:: Supplied material ::
__________________________________________________
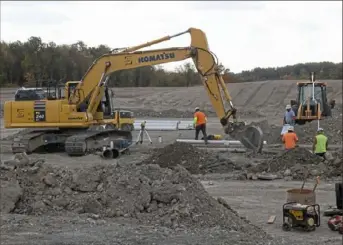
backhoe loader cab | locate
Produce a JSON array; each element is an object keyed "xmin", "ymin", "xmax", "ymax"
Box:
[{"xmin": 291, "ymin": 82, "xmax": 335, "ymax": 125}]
__________________________________________________
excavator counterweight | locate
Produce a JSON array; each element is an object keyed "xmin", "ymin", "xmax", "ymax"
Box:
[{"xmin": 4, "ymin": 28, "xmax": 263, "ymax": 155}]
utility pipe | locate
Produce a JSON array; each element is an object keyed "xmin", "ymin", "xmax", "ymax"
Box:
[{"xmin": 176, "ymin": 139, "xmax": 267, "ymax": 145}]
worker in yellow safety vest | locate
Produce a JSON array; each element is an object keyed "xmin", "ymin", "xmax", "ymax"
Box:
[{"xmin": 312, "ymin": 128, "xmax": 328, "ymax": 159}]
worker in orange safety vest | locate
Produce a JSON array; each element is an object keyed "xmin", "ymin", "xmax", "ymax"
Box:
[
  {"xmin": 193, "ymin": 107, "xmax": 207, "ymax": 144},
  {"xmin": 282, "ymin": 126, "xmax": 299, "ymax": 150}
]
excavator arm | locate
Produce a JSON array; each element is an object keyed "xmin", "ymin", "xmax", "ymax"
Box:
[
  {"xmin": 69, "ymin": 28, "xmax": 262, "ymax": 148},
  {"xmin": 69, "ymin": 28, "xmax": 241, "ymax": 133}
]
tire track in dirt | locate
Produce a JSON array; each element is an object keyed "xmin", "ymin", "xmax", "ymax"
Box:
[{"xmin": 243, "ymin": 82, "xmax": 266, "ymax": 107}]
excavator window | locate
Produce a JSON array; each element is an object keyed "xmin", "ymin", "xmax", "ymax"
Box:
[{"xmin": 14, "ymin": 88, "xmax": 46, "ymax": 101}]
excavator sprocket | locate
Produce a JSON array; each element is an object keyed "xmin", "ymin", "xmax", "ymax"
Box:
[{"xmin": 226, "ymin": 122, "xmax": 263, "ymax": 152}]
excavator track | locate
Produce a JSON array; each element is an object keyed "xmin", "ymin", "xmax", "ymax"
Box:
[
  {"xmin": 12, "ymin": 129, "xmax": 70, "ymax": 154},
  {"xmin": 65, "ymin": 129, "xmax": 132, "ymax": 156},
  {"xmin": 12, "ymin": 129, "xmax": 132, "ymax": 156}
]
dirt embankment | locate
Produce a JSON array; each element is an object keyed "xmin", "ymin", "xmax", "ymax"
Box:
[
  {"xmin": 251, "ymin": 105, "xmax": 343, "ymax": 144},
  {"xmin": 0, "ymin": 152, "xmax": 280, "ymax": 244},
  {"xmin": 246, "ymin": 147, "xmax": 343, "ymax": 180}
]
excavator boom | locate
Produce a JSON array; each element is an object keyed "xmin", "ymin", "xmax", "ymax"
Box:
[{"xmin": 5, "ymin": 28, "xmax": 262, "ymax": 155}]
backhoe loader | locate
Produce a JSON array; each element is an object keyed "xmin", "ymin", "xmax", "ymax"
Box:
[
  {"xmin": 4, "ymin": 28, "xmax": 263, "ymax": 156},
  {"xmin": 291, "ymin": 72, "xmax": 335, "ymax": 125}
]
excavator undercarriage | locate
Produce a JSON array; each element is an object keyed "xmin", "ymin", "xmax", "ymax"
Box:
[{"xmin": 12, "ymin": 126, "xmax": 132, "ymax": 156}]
__________________________________________________
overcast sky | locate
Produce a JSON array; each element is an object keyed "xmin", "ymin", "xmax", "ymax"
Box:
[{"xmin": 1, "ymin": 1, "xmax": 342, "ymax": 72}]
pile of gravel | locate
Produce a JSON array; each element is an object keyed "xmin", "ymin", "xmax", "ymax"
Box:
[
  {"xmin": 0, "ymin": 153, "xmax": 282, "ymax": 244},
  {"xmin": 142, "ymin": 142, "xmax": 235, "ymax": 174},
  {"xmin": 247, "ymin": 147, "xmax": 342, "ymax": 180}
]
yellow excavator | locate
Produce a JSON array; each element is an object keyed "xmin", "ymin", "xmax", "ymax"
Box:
__________________________________________________
:: Required task ::
Filter the material above, copying every line that contains the string "yellow".

:: Written response ::
worker in yellow safety vest | locate
yellow excavator | locate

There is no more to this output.